**Task 1:**
Check each statement against the blog post about Stormlord's Exile and answer yes or no, quoting the words of the post that decide it. (a) Stormlord's Exile is the final book in The Watergivers trilogy. (b) The writer bought the book on a Saturday morning. (c) The writer intended the post as a proper review.
**Task 2:**
According to the blog post about Stormlord's Exile, what is the basis of currency in the society of the trilogy?
**Task 3:**
From the blog post about Stormlord's Exile, copy the passage starting with "I picked the" and going on through "in my head.", but replace "dinner" with "supper".

**Text for analysis:**
******************************

Sunday, July 31, 2011

Stormlord's Exile

I don't usually talk about books I've read here - I do occasional reviews at The Specusphere for that - but I'm making an exception for Stormlord's Exile by Glenda Larke. This is not meant as proper review - I will do that elsewhere - just a brief idea of what I felt about the book because I rate it as part of one of the best fantasy trilogies I've read recently.

This is the final book in The Watergivers trilogy and I've been hanging out for it ever since I finished the previous book Stormlord Rising. I was gripped by the world building, the originality of the concept - a society in which water is the basis of currency and can be a weapon - and the believable characters in the previous books and this book introduced us to other lands, equally vivid and realistic, as it told a fascinating story of culture clashes and relationships bringing the trilogy to an unexpected but satisfying conclusion.

I picked the book up from the bookshop around midday on Friday and started reading it. I was so absorbed in the story that I carried it around with me, grabbing a paragraph here and there, even while I was preparing and eating dinner. I finally put it down to go to sleep around 2:00 AM and finished it about mid morning on Saturday and its characters and settings are still buzzing in my head.

It's a rare book that grabs me like this but the same thing happened with the previous books in the trilogy. If you like fantasy - not the fairy and dragon kind but the sort that is grounded in reality so you feel you could walk with these characters in their world - I recommend this trilogy. I hope you enjoy it as much as I did.

Sunday, July 24, 2011

Oh Norway.

******************************

**Data extracts:**
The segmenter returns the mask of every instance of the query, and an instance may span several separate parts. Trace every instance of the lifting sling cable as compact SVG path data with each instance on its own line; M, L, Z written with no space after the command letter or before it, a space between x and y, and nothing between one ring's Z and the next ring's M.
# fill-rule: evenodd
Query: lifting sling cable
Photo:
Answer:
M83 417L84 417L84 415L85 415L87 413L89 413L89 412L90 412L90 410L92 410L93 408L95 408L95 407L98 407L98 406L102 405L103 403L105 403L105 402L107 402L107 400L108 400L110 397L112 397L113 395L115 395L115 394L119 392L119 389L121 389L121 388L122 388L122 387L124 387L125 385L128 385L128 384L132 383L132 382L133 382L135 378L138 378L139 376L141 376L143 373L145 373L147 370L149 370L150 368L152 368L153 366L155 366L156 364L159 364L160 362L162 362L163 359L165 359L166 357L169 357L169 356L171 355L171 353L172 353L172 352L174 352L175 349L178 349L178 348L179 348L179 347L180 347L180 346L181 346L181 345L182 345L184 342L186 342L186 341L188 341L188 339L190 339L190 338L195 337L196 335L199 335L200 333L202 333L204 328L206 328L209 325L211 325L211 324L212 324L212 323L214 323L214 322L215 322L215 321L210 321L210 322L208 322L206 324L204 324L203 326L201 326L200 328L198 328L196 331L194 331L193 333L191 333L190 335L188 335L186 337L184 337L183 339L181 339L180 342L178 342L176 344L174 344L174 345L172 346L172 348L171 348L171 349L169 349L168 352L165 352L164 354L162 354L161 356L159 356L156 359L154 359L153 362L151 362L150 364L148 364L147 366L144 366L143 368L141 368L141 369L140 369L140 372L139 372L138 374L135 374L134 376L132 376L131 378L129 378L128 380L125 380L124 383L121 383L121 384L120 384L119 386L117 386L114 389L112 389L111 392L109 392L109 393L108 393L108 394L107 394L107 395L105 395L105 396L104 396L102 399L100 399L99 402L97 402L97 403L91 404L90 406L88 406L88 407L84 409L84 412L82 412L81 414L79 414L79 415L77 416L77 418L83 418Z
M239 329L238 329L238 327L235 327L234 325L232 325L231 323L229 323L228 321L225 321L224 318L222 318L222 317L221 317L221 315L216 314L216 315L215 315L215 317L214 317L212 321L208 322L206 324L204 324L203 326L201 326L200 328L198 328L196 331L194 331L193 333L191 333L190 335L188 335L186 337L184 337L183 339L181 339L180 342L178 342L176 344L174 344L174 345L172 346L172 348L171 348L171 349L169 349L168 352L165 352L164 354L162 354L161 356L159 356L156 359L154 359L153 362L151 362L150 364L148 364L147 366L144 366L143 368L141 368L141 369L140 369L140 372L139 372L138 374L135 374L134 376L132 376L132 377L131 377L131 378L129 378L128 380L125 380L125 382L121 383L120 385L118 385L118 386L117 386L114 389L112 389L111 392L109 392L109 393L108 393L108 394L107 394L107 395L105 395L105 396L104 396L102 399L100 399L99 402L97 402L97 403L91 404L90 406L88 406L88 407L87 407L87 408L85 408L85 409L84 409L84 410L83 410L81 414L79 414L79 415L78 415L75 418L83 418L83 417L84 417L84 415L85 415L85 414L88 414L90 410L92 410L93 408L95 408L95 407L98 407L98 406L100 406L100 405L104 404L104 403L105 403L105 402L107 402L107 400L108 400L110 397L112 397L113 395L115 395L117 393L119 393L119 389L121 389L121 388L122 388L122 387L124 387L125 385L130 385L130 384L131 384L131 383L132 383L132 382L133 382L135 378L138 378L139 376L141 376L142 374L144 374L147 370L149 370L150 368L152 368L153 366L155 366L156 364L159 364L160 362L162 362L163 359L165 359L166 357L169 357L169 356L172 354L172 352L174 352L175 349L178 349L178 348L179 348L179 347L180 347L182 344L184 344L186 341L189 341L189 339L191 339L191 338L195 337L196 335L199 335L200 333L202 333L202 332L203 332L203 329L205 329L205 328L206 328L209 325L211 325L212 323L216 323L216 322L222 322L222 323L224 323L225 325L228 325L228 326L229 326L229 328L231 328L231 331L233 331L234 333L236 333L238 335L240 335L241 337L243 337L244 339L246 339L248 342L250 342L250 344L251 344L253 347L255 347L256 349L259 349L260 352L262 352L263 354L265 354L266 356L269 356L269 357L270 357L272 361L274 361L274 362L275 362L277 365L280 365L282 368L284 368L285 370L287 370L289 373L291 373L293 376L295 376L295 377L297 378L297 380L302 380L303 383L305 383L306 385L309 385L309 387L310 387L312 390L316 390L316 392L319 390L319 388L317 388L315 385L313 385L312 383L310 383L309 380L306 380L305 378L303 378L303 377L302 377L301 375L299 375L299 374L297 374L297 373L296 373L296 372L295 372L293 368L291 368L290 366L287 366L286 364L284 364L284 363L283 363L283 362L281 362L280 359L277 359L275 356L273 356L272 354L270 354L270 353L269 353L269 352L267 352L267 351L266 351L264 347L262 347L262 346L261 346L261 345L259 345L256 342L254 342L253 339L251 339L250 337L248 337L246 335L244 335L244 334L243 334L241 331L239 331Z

******************************

**Response 1:**
(a) Yes: "This is the final book in The Watergivers trilogy"
(b) No: "I picked the book up from the bookshop around midday on Friday"
(c) No: "This is not meant as proper review"

**Response 2:**
Water is the basis of currency.

**Response 3:**
I picked the book up from the bookshop around midday on Friday and started reading it. I was so absorbed in the story that I carried it around with me, grabbing a paragraph here and there, even while I was preparing and eating supper. I finally put it down to go to sleep around 2:00 AM and finished it about mid morning on Saturday and its characters and settings are still buzzing in my head.